→ Exercise details: Please rewrite everything from the start of the material down through the line containing "pixel 80 216" with "cabinet door" replaced by "cupboard door" and nothing else changed.

[A block of data]
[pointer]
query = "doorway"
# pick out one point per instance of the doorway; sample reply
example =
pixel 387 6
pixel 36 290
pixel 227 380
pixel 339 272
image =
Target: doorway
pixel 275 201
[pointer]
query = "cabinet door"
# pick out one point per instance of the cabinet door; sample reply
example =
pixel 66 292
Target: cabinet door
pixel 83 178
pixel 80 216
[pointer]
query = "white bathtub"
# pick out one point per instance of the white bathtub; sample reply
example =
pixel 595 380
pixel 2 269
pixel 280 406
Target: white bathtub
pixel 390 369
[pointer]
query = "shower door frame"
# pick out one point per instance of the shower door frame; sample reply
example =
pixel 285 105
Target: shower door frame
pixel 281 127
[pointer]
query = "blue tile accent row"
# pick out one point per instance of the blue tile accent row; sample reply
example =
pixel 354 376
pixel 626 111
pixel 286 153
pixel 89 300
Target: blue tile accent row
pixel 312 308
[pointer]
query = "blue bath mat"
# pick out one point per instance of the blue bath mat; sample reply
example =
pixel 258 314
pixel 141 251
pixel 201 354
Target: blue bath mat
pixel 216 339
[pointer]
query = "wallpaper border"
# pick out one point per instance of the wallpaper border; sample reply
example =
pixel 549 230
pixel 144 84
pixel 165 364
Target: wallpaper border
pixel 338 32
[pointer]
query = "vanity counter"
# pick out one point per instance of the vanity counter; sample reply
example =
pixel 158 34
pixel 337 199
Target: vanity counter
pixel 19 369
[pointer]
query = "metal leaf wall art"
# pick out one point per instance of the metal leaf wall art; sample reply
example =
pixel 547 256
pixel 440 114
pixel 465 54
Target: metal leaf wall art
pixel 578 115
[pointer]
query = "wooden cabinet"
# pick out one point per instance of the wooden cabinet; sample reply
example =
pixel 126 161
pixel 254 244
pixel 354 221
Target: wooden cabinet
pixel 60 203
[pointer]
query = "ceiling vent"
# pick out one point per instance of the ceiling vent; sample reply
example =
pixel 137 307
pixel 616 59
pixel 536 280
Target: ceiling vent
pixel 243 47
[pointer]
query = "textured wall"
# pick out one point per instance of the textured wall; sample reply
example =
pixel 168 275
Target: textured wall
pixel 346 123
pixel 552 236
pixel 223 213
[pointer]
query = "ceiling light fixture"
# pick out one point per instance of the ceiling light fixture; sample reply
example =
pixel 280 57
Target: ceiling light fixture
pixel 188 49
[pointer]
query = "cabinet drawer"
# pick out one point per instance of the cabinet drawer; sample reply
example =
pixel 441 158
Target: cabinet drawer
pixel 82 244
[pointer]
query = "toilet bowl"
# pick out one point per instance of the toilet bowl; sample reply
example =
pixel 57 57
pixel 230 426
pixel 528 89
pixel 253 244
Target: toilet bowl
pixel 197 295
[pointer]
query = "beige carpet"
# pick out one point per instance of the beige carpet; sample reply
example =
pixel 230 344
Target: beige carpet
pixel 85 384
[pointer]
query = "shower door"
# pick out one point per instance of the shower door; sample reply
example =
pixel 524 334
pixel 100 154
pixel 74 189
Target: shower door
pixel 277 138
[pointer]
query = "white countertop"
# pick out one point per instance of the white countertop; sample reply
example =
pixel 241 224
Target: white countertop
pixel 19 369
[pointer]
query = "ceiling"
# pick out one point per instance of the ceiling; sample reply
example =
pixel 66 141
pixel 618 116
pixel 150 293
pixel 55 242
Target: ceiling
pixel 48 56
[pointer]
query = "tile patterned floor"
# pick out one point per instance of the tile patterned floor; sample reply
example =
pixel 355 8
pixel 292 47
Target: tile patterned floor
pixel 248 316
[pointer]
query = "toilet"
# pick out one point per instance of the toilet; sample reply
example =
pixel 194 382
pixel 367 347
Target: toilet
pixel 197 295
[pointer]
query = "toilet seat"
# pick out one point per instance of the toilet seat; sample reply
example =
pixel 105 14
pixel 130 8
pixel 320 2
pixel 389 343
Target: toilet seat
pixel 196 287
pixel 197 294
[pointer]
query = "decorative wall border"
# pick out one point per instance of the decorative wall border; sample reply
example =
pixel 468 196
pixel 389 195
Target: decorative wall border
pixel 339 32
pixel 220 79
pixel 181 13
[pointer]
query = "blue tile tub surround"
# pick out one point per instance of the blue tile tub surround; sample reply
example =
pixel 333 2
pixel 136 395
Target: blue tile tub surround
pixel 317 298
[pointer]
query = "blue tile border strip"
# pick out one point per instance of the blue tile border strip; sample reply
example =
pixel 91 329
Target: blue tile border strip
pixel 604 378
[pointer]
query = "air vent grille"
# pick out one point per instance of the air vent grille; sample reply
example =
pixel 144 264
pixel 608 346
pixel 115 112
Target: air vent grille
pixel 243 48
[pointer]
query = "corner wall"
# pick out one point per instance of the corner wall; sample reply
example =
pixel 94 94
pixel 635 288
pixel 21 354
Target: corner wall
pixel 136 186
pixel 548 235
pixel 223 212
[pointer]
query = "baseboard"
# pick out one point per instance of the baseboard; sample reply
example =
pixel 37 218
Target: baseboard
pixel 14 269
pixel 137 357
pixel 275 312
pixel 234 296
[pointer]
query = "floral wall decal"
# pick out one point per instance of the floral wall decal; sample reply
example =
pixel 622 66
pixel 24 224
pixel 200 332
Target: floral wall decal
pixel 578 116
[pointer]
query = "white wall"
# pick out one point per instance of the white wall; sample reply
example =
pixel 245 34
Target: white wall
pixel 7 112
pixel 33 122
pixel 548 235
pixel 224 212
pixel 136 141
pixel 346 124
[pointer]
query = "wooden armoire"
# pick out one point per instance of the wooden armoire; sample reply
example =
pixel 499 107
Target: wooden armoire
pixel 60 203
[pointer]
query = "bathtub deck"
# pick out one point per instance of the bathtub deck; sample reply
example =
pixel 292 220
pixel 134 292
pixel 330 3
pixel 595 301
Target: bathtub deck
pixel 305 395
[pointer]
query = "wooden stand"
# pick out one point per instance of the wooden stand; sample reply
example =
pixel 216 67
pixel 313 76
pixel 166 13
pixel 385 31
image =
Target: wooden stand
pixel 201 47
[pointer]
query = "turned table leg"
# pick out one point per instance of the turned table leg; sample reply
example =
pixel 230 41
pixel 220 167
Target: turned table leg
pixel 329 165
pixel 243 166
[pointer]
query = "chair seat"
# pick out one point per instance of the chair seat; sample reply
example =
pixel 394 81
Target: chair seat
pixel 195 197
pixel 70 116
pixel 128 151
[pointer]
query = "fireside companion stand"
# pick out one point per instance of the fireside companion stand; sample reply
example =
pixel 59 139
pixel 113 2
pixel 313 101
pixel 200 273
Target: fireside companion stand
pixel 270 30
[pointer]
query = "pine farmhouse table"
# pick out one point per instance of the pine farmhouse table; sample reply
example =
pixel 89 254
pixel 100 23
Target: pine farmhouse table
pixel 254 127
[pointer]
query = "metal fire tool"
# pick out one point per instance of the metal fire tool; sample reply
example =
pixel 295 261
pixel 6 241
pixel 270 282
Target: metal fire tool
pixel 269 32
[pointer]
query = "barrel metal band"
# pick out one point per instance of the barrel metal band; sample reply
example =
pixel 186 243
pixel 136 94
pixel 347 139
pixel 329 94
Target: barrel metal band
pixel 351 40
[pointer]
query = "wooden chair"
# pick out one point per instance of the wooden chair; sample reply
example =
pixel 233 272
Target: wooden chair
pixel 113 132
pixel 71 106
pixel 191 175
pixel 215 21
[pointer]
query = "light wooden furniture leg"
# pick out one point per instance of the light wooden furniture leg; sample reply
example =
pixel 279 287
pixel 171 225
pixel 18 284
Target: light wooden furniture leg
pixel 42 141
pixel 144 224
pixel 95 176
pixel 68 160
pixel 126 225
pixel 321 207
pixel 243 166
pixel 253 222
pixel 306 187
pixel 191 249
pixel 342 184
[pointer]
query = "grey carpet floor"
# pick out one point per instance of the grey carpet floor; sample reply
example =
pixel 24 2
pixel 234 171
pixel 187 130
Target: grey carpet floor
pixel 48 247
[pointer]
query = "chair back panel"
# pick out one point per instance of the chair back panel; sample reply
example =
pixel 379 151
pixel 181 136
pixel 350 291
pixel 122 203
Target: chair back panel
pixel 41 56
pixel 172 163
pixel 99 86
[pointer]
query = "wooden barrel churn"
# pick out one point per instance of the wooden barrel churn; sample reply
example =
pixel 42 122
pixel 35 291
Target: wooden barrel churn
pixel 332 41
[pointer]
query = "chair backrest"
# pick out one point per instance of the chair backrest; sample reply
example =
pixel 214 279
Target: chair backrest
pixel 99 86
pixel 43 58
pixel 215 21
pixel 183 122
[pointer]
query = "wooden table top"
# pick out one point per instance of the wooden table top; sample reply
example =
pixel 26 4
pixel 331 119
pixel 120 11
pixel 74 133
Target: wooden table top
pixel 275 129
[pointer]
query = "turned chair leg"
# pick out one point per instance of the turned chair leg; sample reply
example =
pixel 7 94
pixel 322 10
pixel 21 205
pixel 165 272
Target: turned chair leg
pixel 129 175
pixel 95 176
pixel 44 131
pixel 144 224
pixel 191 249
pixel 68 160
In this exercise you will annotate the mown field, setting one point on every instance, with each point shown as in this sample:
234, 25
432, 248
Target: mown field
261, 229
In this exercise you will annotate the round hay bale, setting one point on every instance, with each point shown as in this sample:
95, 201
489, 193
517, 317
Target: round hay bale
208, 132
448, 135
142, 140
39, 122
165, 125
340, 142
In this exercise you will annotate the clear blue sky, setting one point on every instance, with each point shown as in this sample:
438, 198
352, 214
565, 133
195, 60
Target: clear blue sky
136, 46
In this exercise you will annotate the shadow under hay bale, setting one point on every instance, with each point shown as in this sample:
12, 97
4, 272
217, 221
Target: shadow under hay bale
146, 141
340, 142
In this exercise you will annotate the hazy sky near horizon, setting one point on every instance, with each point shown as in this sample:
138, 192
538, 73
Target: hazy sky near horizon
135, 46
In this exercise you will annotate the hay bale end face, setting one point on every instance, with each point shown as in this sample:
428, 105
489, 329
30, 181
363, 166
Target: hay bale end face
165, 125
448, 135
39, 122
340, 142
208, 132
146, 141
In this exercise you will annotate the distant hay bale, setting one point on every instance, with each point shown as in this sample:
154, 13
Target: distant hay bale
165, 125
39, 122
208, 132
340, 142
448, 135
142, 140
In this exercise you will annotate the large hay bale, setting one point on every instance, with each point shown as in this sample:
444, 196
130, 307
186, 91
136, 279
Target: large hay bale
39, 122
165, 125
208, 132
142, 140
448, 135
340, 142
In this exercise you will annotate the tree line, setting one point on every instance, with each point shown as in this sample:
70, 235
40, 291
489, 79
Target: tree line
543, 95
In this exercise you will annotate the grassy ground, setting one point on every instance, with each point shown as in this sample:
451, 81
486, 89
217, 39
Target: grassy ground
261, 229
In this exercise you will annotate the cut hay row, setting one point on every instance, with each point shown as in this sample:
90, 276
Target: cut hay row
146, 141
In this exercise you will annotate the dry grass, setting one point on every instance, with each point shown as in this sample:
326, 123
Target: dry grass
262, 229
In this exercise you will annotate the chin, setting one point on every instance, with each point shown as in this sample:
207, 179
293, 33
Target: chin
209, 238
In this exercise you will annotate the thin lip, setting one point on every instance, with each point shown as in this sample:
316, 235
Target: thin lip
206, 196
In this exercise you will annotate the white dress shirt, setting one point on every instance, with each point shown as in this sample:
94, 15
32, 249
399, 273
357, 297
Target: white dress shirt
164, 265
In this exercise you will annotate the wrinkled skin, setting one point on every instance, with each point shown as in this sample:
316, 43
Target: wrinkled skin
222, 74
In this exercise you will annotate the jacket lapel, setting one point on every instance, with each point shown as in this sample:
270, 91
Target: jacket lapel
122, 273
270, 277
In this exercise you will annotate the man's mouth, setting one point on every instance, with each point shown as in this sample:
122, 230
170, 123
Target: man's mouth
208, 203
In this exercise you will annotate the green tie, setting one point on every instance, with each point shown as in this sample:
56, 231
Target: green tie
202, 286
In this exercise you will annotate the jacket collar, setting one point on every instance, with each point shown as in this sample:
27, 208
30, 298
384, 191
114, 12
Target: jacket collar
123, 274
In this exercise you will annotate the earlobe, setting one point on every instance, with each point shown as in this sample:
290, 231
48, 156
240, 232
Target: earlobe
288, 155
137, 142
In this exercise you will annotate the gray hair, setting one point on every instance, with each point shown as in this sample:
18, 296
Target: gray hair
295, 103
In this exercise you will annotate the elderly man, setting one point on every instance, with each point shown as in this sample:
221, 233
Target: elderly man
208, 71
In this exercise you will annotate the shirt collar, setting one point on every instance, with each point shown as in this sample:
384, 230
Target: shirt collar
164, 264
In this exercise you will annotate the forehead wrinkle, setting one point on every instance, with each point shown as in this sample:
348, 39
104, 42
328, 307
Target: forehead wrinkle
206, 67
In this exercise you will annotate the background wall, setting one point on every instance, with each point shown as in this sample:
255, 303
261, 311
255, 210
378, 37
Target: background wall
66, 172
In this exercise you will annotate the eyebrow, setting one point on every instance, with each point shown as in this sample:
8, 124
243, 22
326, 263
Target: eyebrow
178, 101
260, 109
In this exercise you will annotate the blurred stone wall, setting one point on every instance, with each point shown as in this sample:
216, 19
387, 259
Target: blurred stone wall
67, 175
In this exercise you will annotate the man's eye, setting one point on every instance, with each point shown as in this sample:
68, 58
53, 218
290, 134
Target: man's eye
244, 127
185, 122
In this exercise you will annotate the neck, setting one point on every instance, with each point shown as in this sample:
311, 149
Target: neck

→ Exercise solution:
[pointer]
query = "doorway"
# pick out one point per instance of the doorway; sample reply
example =
pixel 387 6
pixel 36 290
pixel 227 380
pixel 339 272
image =
Target: doorway
pixel 275 201
[pointer]
query = "cupboard door"
# pick out one point per instance of the cupboard door; sample reply
example =
pixel 66 292
Target: cupboard door
pixel 83 178
pixel 80 216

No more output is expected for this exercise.